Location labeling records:
****************
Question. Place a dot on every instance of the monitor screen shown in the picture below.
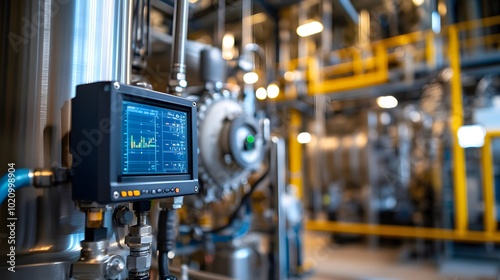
(155, 140)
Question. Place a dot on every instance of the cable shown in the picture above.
(243, 200)
(23, 178)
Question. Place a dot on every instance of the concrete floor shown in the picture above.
(359, 262)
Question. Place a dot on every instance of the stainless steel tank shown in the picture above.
(51, 46)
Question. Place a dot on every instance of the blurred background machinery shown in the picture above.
(373, 121)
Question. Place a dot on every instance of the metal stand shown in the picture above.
(139, 240)
(95, 263)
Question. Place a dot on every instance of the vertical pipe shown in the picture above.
(459, 172)
(125, 61)
(278, 170)
(430, 49)
(295, 152)
(326, 35)
(488, 185)
(221, 21)
(177, 82)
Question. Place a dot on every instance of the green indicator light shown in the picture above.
(250, 139)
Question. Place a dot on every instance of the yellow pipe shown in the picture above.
(488, 194)
(357, 63)
(459, 172)
(402, 231)
(295, 152)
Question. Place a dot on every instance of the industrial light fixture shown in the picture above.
(309, 28)
(418, 2)
(471, 136)
(227, 46)
(387, 102)
(261, 93)
(304, 137)
(273, 91)
(250, 78)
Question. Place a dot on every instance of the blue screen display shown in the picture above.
(154, 140)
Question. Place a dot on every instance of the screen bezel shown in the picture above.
(124, 140)
(156, 100)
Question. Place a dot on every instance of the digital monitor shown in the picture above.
(154, 140)
(129, 143)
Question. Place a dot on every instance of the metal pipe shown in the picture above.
(125, 61)
(403, 231)
(177, 82)
(278, 169)
(195, 274)
(488, 183)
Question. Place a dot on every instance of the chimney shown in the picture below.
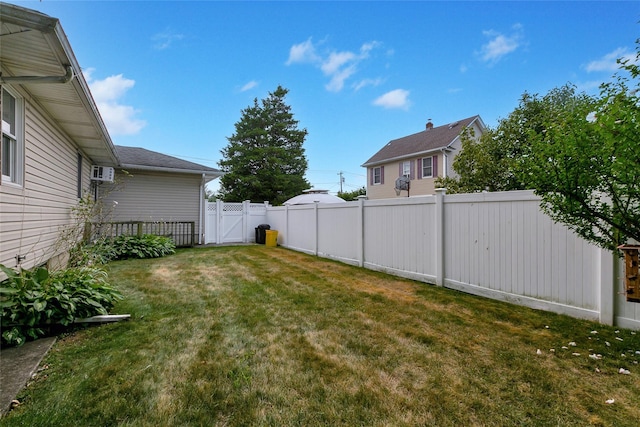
(429, 125)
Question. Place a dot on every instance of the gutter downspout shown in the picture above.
(39, 79)
(201, 211)
(445, 159)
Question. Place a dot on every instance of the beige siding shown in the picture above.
(418, 187)
(153, 196)
(33, 215)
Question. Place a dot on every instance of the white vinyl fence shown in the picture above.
(233, 222)
(497, 245)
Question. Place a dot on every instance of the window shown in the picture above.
(427, 167)
(406, 168)
(377, 175)
(12, 142)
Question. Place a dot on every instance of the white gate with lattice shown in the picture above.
(233, 222)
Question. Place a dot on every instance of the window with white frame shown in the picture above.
(377, 175)
(12, 137)
(406, 169)
(427, 167)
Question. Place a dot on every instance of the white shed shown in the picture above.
(312, 196)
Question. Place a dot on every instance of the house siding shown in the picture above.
(144, 196)
(33, 215)
(417, 186)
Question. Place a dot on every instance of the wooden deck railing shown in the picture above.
(183, 233)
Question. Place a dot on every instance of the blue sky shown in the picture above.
(174, 76)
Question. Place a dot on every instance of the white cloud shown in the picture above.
(119, 119)
(609, 61)
(500, 45)
(395, 99)
(248, 86)
(338, 66)
(165, 39)
(304, 52)
(367, 82)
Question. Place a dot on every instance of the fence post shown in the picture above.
(286, 225)
(607, 263)
(439, 231)
(316, 227)
(360, 226)
(246, 205)
(219, 209)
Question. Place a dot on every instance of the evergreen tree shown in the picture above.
(264, 159)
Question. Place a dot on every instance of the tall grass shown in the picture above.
(253, 336)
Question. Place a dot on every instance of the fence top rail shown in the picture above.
(503, 196)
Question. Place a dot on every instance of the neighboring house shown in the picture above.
(155, 187)
(421, 158)
(52, 134)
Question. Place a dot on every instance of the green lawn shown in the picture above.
(253, 336)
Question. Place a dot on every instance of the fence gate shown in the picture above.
(233, 222)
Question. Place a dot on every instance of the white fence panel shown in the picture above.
(499, 245)
(301, 228)
(337, 236)
(503, 242)
(233, 222)
(399, 236)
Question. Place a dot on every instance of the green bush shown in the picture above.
(31, 301)
(144, 246)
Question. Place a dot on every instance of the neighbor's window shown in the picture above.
(12, 142)
(427, 167)
(406, 169)
(377, 175)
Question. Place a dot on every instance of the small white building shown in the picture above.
(312, 196)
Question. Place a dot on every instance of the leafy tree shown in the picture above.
(352, 195)
(585, 161)
(494, 161)
(264, 159)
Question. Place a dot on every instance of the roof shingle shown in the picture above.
(136, 156)
(421, 142)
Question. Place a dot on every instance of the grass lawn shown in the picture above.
(258, 336)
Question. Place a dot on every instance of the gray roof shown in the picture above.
(141, 158)
(35, 54)
(429, 140)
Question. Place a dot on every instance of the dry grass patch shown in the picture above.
(254, 336)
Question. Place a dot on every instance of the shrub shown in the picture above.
(144, 246)
(33, 300)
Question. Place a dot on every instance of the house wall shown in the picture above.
(497, 245)
(33, 214)
(418, 187)
(153, 196)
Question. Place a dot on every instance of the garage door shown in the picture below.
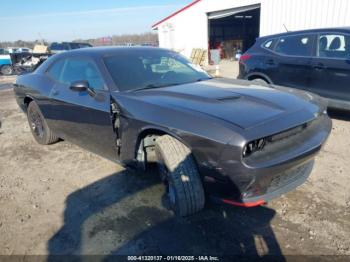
(233, 11)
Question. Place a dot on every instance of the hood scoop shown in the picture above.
(228, 98)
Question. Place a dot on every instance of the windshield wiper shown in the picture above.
(154, 86)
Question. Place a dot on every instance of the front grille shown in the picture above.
(288, 177)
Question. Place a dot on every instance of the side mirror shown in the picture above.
(81, 86)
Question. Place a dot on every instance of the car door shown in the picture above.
(80, 117)
(292, 62)
(331, 66)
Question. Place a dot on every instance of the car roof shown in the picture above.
(308, 31)
(107, 51)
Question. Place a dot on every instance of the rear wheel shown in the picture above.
(38, 126)
(6, 70)
(179, 172)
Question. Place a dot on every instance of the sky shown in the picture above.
(65, 20)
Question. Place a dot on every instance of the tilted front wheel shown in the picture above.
(6, 70)
(179, 171)
(40, 130)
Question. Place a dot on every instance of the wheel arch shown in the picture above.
(256, 75)
(26, 100)
(155, 131)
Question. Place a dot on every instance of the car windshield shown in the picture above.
(140, 69)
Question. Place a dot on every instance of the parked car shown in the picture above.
(17, 50)
(313, 60)
(227, 139)
(66, 46)
(5, 62)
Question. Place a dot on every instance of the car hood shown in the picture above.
(238, 102)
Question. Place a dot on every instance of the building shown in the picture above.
(235, 24)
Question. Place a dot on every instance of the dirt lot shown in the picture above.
(60, 199)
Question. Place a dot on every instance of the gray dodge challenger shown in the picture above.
(231, 140)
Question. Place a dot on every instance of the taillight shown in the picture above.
(245, 57)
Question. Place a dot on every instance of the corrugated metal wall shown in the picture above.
(189, 29)
(302, 14)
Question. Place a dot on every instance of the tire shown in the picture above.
(179, 172)
(6, 70)
(38, 126)
(260, 81)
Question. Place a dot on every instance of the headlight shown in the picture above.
(253, 146)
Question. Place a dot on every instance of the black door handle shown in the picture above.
(270, 62)
(319, 66)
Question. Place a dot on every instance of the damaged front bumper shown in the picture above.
(279, 168)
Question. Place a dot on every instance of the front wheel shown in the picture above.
(179, 172)
(6, 70)
(38, 126)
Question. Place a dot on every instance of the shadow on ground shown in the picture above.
(122, 215)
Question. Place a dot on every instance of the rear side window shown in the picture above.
(299, 45)
(269, 44)
(333, 46)
(55, 70)
(76, 69)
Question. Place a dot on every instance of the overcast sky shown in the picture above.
(64, 20)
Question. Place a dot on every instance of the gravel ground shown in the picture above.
(60, 199)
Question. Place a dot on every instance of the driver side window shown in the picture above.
(76, 69)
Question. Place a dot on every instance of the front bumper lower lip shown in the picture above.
(244, 204)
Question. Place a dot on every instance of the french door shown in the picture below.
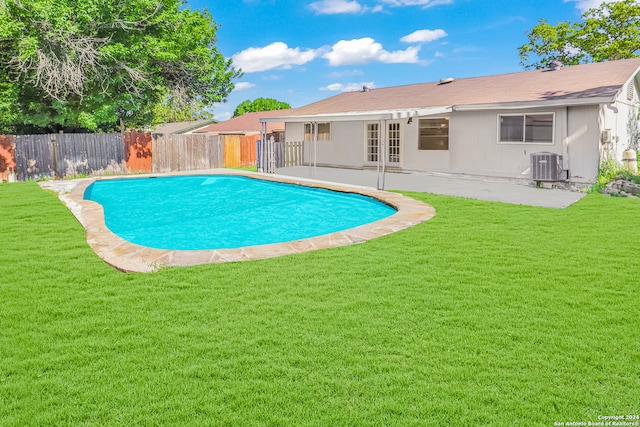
(393, 143)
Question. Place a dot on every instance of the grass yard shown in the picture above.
(487, 315)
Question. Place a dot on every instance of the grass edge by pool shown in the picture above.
(129, 257)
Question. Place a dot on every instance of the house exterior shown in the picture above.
(488, 126)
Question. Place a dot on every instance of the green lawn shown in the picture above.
(487, 315)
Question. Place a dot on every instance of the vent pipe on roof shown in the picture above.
(555, 65)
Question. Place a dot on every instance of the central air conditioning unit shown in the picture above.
(546, 166)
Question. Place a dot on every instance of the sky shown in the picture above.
(303, 51)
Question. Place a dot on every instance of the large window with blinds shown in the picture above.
(434, 134)
(324, 131)
(526, 128)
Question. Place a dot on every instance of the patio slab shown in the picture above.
(474, 187)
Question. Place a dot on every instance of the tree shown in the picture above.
(608, 32)
(260, 104)
(99, 65)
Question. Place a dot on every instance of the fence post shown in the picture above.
(54, 153)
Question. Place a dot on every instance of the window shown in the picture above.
(324, 131)
(433, 134)
(527, 128)
(372, 142)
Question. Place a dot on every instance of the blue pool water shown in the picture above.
(222, 211)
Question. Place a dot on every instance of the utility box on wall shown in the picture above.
(546, 166)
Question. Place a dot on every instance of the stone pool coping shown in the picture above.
(129, 257)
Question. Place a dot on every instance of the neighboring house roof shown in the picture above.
(570, 85)
(182, 127)
(247, 123)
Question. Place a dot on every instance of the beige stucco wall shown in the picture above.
(473, 144)
(622, 118)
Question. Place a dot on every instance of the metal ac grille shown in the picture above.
(546, 166)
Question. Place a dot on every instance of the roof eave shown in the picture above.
(362, 115)
(535, 104)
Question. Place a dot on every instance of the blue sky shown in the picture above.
(302, 51)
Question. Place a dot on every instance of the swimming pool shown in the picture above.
(203, 212)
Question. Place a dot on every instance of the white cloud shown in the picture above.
(242, 86)
(333, 7)
(424, 36)
(585, 5)
(275, 55)
(345, 73)
(349, 87)
(364, 50)
(423, 3)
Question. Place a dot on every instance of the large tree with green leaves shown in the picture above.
(608, 32)
(99, 65)
(260, 104)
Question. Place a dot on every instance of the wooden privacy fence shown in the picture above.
(271, 154)
(35, 157)
(62, 155)
(187, 152)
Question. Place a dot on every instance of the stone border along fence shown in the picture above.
(57, 156)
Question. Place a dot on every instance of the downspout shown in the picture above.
(382, 155)
(313, 152)
(566, 143)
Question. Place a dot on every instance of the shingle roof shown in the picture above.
(574, 84)
(247, 123)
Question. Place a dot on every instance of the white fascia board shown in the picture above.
(533, 104)
(361, 115)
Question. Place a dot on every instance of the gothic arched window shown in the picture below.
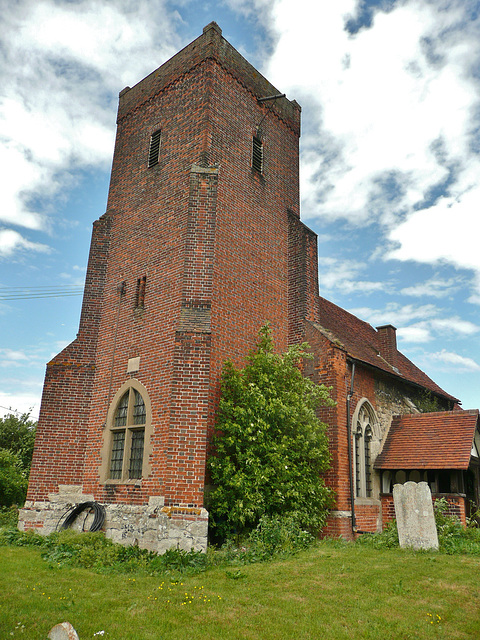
(363, 433)
(128, 435)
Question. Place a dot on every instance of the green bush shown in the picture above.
(386, 539)
(13, 479)
(9, 516)
(270, 449)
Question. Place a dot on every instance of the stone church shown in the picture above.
(200, 245)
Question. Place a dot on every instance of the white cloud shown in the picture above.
(396, 314)
(343, 275)
(12, 242)
(434, 287)
(414, 333)
(457, 362)
(417, 323)
(397, 113)
(57, 110)
(28, 402)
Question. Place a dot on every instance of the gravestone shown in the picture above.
(414, 514)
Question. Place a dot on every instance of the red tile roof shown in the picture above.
(429, 441)
(361, 341)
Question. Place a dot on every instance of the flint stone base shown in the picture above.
(415, 517)
(153, 526)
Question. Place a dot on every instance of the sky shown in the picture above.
(390, 159)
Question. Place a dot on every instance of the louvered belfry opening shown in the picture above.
(257, 154)
(154, 149)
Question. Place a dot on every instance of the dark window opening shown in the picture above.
(140, 294)
(118, 446)
(136, 454)
(358, 474)
(154, 149)
(368, 464)
(257, 155)
(127, 443)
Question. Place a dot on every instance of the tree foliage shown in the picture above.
(270, 449)
(17, 437)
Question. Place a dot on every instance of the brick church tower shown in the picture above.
(200, 245)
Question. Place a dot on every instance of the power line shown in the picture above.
(30, 293)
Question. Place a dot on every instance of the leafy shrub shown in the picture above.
(9, 516)
(270, 450)
(386, 539)
(280, 535)
(13, 479)
(274, 537)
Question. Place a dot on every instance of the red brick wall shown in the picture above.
(456, 507)
(211, 237)
(61, 433)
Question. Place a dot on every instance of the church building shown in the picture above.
(201, 244)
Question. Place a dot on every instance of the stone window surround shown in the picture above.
(364, 405)
(104, 469)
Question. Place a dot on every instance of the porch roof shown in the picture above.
(440, 440)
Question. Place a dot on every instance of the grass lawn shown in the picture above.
(329, 592)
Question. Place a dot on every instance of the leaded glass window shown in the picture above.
(363, 436)
(128, 437)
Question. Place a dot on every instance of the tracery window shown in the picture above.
****************
→ Required task
Starting at the line that contains "Question. Place a dot on every instance of the gravestone", output each remaining line of the listing, the last line included, exactly as it appears.

→ Solution
Question. Place a dot on every instance of the gravestone shown in the picture above.
(414, 514)
Question. Place a dot on every instance of the red tile roof shown in the picture above.
(429, 441)
(361, 341)
Question. Place a dot on every instance of the flint stone base shown in the picture above.
(415, 517)
(153, 526)
Question. Place a dot on every instance of the sky shown in the picture above.
(390, 159)
Question. Place a dot on every instance of the louvered belfry opening shown in the picture above.
(257, 154)
(154, 149)
Question. Place a dot on every instance of the dark window opening shown in the picture above.
(140, 294)
(118, 446)
(136, 454)
(358, 474)
(154, 149)
(368, 464)
(257, 155)
(127, 443)
Question. Place a dot on every instance of the tree foliage shown in the picture above.
(270, 449)
(17, 437)
Question. Place a dot on every instance of the brick church tower shown in the picture above.
(200, 245)
Question. Place a dot on every instance of the power line shown in the picture above.
(30, 293)
Question. Place a dot on every instance of the leafy shrub shown in the picture above.
(9, 516)
(270, 450)
(386, 539)
(280, 535)
(13, 479)
(274, 537)
Question. Place a dot on every instance of the red brick wall shown in the picture above.
(456, 507)
(211, 237)
(61, 433)
Question. Place a dot on every instance of the church building shown in the picture above.
(201, 244)
Question. Place a dot on every instance of the stone window surround shown in the picture above.
(364, 405)
(104, 469)
Question. Place a dot on every instance of the porch roof shown in the picture above.
(440, 440)
Question. Place a dot on every instance of the grass lawn shown in the picture above.
(329, 592)
Question. Place a dot on every instance of the leaded glass window shown in the picture above.
(363, 436)
(128, 437)
Question. Place a dot on every instance of the tracery window shown in the picture above.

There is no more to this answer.